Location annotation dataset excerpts
start
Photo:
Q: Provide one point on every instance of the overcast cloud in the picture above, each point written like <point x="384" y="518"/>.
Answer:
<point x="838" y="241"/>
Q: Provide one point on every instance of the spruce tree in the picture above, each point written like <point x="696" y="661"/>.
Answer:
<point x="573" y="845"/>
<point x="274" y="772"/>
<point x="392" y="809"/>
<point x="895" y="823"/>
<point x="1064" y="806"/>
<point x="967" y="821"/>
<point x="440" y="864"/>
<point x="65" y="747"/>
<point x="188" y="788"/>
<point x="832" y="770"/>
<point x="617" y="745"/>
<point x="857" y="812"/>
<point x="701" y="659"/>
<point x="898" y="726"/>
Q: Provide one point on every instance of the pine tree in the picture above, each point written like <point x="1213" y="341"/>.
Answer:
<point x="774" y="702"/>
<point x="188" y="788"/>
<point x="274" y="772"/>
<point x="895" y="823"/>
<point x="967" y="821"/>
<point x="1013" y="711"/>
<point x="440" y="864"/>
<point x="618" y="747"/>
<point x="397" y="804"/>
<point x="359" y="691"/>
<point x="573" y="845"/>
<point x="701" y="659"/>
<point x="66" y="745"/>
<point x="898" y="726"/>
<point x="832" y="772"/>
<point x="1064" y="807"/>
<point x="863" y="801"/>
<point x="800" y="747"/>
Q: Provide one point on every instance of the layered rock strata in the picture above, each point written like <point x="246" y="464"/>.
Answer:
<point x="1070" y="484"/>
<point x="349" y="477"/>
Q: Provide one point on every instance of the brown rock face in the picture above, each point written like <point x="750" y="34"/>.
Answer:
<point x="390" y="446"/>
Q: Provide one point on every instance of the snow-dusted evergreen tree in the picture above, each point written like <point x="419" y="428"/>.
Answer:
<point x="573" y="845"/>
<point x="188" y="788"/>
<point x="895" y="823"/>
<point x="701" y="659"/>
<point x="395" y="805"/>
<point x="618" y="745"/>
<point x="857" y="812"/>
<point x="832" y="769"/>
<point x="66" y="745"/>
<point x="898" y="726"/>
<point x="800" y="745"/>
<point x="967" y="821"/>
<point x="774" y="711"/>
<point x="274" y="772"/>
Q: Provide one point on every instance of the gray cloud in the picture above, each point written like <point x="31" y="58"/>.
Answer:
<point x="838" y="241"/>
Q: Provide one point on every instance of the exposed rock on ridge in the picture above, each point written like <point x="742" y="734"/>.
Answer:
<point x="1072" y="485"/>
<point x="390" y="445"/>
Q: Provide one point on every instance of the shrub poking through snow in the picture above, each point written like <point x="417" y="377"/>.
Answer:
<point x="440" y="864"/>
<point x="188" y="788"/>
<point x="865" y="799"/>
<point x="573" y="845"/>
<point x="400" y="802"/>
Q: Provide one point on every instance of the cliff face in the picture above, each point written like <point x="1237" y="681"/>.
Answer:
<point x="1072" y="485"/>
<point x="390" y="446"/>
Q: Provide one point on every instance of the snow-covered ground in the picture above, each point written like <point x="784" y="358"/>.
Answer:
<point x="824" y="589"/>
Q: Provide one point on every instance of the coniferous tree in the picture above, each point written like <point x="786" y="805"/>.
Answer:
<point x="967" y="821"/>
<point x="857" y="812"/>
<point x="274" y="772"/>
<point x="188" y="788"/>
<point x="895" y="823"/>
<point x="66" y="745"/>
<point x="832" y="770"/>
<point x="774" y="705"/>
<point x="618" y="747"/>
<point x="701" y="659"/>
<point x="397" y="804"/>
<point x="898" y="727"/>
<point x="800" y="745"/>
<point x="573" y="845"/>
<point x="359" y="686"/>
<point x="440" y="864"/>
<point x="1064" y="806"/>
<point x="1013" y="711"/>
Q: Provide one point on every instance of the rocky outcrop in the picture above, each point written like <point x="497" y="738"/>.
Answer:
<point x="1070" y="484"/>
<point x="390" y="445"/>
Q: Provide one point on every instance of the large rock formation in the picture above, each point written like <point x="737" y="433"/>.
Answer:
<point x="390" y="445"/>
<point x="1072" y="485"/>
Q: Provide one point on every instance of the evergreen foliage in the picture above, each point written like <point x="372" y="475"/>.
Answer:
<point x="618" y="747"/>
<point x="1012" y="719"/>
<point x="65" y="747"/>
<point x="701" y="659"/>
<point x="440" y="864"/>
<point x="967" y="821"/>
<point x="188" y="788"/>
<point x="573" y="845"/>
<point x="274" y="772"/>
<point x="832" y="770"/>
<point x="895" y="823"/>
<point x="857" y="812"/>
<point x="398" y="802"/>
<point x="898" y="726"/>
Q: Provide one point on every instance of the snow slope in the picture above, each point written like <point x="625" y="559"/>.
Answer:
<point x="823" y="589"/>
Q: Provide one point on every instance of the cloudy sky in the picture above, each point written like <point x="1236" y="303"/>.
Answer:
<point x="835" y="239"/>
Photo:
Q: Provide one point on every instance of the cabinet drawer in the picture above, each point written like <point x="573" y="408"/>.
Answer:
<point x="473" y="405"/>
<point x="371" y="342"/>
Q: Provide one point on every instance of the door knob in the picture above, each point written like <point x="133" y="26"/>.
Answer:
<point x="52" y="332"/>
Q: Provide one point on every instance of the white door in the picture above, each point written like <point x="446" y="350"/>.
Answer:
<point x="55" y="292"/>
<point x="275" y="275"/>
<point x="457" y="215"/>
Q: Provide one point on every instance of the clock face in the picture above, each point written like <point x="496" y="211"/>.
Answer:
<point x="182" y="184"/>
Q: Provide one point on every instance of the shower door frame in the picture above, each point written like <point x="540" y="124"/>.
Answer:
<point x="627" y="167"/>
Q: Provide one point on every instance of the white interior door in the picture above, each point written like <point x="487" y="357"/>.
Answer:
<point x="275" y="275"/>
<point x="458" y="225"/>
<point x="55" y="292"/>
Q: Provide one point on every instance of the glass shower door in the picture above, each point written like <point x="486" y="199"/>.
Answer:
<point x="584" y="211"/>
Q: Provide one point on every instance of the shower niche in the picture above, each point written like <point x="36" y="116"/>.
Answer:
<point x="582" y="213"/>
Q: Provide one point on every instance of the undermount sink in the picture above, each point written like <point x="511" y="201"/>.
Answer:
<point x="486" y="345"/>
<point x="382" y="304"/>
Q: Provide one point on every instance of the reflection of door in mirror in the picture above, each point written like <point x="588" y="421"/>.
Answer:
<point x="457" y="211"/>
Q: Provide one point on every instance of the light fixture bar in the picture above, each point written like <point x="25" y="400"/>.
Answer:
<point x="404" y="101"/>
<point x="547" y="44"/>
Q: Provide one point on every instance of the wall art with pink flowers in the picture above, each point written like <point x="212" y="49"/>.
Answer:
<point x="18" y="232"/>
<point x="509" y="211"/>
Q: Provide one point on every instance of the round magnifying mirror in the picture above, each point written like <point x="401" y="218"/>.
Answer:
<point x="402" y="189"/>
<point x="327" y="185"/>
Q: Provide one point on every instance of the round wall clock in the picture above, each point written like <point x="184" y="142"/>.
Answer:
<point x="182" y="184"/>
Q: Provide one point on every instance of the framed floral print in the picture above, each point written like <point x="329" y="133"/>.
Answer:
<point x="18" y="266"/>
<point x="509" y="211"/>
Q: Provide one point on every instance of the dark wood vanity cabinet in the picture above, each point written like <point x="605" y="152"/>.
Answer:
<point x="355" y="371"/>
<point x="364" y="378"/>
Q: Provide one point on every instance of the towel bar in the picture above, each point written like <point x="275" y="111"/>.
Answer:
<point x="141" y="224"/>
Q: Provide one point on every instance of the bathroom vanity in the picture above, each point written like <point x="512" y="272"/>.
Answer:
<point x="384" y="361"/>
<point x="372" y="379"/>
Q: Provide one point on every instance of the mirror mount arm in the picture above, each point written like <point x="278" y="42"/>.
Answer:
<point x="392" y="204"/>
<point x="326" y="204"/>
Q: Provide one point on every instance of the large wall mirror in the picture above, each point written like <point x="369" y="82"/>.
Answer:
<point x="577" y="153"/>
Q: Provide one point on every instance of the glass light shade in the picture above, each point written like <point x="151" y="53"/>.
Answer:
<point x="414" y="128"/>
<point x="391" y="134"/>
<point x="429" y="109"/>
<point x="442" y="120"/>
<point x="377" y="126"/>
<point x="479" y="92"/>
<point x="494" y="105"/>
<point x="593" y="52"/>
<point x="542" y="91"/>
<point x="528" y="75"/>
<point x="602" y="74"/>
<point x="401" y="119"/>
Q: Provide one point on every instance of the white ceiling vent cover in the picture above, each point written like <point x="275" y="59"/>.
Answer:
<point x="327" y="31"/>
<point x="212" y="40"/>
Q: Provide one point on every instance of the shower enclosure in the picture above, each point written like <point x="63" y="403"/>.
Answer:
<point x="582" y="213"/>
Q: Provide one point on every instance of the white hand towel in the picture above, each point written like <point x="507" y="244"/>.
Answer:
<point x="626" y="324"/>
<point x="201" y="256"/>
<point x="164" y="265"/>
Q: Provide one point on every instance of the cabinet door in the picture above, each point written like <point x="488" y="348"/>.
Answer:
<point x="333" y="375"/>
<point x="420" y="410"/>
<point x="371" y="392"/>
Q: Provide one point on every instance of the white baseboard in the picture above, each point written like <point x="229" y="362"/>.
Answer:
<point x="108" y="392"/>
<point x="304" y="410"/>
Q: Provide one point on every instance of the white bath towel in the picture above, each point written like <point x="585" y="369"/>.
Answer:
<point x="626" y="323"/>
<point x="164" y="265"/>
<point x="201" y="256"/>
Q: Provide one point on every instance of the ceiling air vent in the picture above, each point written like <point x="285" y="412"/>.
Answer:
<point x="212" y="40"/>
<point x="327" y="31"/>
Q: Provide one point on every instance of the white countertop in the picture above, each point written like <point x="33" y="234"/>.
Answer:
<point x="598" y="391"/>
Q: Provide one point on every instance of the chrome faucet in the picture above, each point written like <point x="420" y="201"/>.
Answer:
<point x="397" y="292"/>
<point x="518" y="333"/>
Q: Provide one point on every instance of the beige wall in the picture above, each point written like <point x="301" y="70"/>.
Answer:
end
> **GIVEN INSTRUCTION**
Write out only the final block of lines, starting at the line with "Q: Provide one point on every instance of the white baseboard" and running to the end of the material.

> **FINAL RESULT**
Q: Provide one point on every instance of the white baseboard in the picture above, each point written like <point x="229" y="362"/>.
Answer:
<point x="108" y="392"/>
<point x="304" y="410"/>
Q: Provide one point on every instance of the white bath towel in the picture above, each point written like <point x="585" y="369"/>.
Answer:
<point x="626" y="323"/>
<point x="164" y="265"/>
<point x="201" y="256"/>
Q: Provide one point on every instance of the ceiling air vent in the picture above, each point written like <point x="285" y="412"/>.
Answer:
<point x="212" y="40"/>
<point x="327" y="31"/>
Q: Provide one point on every instance of the white countertop in the picture above, each point written like <point x="33" y="234"/>.
Answer:
<point x="598" y="391"/>
Q: Provide one point on every instance of the chrome faucet in the picture above, each point written like <point x="420" y="201"/>.
Answer:
<point x="397" y="292"/>
<point x="518" y="333"/>
Q: Provide one point on every instance of the beige wall in the picture above, each point written like <point x="301" y="70"/>.
Answer:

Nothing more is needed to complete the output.